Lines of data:

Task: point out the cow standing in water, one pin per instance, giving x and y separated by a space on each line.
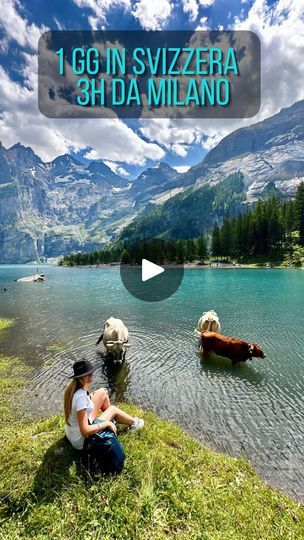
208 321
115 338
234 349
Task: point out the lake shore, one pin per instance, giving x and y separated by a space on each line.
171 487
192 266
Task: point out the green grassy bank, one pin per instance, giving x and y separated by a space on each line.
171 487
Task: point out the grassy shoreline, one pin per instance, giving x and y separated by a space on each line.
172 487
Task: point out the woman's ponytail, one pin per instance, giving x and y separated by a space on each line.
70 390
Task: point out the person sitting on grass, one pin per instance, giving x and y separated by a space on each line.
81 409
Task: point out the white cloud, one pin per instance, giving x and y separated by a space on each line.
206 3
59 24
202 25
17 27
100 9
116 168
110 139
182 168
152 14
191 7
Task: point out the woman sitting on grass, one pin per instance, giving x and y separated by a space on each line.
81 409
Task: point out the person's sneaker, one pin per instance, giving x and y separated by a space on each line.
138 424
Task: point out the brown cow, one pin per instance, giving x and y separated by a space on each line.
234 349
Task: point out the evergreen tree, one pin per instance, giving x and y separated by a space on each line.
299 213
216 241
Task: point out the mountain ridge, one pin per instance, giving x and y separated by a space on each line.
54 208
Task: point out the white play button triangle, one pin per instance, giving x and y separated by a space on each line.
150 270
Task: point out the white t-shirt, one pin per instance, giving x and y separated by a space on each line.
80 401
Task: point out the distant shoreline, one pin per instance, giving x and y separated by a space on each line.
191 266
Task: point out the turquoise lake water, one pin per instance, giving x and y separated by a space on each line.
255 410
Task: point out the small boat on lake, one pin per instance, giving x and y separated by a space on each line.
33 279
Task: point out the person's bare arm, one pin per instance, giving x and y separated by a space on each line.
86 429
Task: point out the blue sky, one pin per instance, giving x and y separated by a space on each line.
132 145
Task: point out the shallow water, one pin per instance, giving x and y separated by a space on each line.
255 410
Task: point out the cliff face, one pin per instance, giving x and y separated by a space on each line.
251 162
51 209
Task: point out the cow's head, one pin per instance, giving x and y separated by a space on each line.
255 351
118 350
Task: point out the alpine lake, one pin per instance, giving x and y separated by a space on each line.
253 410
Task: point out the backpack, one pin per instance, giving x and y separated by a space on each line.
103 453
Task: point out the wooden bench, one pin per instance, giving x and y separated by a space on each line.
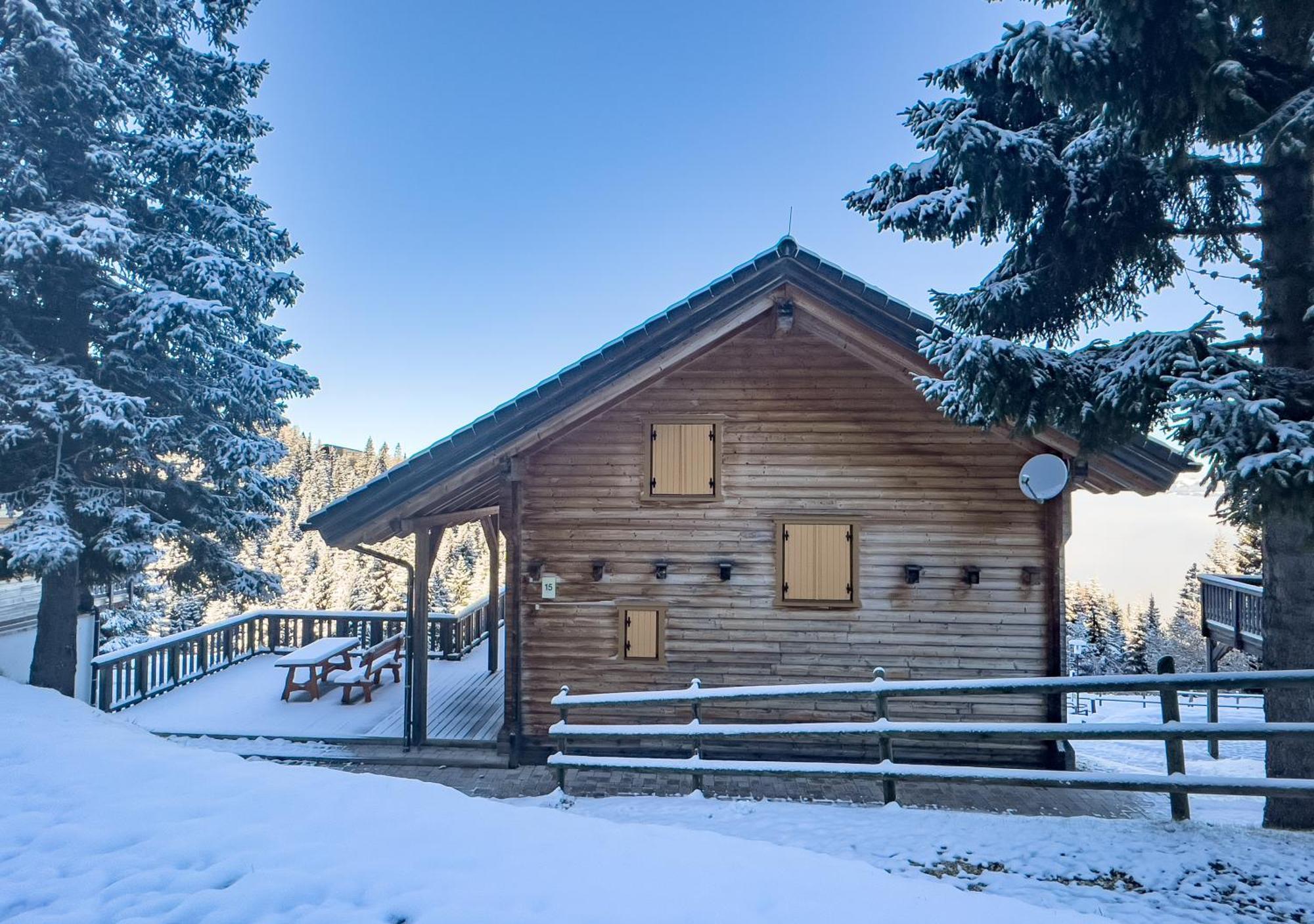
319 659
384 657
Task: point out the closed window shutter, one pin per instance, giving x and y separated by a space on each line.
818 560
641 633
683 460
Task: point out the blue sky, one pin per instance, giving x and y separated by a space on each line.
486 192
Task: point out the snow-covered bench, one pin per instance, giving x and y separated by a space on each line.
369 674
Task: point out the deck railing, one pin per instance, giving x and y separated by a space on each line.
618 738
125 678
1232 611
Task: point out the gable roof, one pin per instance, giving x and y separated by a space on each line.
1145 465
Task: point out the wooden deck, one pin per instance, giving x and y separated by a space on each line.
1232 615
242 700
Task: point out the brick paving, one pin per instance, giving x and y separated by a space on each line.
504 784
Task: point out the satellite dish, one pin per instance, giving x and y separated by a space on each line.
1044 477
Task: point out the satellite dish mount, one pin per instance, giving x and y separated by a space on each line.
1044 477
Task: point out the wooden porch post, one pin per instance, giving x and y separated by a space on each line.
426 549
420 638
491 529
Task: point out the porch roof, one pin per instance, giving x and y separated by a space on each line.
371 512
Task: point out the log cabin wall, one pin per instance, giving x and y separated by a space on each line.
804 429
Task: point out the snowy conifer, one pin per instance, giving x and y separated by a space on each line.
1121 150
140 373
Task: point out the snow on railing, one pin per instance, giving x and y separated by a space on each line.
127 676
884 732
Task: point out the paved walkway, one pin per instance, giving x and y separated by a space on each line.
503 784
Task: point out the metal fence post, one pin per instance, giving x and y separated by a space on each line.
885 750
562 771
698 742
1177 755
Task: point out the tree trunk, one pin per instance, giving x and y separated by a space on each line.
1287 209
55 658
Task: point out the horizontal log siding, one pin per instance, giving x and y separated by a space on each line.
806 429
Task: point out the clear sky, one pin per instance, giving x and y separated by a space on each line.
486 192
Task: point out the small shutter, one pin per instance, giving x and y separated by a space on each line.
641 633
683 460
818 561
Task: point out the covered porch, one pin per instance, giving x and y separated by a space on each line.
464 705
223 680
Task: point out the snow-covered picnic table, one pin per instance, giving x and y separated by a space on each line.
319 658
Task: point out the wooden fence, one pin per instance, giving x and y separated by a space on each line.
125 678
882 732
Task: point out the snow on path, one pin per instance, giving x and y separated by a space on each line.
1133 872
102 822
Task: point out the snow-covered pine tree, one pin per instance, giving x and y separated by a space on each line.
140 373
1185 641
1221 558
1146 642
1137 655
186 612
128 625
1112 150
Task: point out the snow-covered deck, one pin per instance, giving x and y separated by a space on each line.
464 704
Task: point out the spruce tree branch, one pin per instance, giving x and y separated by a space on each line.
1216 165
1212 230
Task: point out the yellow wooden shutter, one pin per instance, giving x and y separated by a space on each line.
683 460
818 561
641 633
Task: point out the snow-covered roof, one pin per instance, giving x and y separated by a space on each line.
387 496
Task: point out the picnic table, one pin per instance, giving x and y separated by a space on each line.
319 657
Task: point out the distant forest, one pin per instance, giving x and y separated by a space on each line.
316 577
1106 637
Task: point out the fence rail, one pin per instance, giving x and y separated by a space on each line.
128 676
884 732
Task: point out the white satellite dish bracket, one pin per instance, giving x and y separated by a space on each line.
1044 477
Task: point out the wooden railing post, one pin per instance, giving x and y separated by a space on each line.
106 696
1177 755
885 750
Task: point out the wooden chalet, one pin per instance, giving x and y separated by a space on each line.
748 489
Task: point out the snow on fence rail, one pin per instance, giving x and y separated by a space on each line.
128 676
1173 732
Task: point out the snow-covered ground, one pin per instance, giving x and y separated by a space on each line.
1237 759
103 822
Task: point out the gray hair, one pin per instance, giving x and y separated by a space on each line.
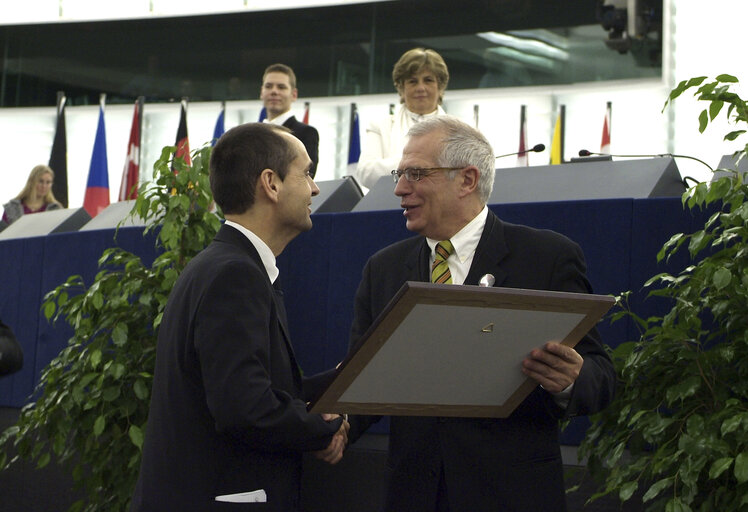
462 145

==

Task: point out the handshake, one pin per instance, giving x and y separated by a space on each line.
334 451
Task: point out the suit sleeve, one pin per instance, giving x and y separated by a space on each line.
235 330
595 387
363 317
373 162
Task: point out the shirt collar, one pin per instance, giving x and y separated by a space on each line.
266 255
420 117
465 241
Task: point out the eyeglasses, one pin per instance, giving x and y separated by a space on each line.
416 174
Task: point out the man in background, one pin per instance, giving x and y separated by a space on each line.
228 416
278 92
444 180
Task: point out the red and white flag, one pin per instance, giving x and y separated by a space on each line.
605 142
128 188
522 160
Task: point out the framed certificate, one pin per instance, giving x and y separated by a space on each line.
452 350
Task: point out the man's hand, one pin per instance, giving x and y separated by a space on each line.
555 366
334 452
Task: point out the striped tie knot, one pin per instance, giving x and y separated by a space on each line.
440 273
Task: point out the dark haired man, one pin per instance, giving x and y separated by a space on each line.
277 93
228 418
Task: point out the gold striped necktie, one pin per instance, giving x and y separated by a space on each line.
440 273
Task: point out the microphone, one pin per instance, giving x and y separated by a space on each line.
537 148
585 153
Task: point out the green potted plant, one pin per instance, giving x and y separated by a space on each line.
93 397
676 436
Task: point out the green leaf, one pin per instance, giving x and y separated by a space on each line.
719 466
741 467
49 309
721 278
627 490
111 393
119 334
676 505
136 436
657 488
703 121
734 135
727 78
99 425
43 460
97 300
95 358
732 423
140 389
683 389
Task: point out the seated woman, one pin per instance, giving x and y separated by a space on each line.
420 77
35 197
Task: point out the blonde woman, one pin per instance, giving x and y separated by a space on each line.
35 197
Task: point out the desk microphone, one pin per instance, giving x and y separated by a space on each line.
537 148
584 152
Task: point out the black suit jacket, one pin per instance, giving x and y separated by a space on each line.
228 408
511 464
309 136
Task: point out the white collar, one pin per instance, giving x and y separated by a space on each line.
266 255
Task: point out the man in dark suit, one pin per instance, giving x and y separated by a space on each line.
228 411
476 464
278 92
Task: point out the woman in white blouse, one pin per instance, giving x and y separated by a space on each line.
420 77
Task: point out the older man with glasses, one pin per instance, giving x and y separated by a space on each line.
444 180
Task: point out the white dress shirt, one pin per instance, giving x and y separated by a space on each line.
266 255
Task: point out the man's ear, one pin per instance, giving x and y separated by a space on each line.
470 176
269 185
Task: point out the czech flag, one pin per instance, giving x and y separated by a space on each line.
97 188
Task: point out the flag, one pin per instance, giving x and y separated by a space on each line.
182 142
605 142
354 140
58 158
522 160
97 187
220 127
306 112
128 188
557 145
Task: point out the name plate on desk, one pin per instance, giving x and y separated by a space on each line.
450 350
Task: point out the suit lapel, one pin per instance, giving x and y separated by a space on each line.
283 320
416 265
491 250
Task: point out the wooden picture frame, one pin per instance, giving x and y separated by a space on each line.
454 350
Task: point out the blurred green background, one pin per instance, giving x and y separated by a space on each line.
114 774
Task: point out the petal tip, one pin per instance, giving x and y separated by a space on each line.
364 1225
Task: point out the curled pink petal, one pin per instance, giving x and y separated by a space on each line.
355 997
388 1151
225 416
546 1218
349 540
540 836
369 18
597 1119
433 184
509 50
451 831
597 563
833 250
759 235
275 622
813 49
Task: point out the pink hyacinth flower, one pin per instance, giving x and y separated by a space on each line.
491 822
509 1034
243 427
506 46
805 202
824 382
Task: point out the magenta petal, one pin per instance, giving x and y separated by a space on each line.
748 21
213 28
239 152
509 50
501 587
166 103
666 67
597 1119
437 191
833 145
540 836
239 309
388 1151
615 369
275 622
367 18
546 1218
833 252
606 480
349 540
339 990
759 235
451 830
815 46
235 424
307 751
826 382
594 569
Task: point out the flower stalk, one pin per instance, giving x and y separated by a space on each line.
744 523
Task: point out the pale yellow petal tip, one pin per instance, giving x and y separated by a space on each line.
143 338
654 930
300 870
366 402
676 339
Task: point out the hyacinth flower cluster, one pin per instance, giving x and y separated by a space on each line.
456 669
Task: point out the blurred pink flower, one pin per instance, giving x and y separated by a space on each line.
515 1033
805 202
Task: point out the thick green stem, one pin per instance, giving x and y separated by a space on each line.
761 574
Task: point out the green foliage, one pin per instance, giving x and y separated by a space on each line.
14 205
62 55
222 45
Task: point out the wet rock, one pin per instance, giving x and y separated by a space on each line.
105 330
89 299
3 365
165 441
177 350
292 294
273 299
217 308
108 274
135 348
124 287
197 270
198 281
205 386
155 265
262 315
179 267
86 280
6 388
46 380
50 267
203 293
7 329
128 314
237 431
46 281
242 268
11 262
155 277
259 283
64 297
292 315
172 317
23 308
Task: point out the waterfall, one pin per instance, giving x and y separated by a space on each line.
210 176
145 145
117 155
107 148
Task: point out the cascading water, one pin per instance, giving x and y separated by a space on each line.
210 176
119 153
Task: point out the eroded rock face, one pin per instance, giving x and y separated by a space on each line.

Objective =>
Which lines in the records above contain the word "yellow"? Show each of those lines in full, treating uppercase and lowercase letters as different.

Finished task =>
Task: point out the yellow wooden shutter, one pin per instance, giving x and y separated by a space on each line.
Task: point out the pale yellow petal tip, one pin per instance, giving x and y separated by a space on each line.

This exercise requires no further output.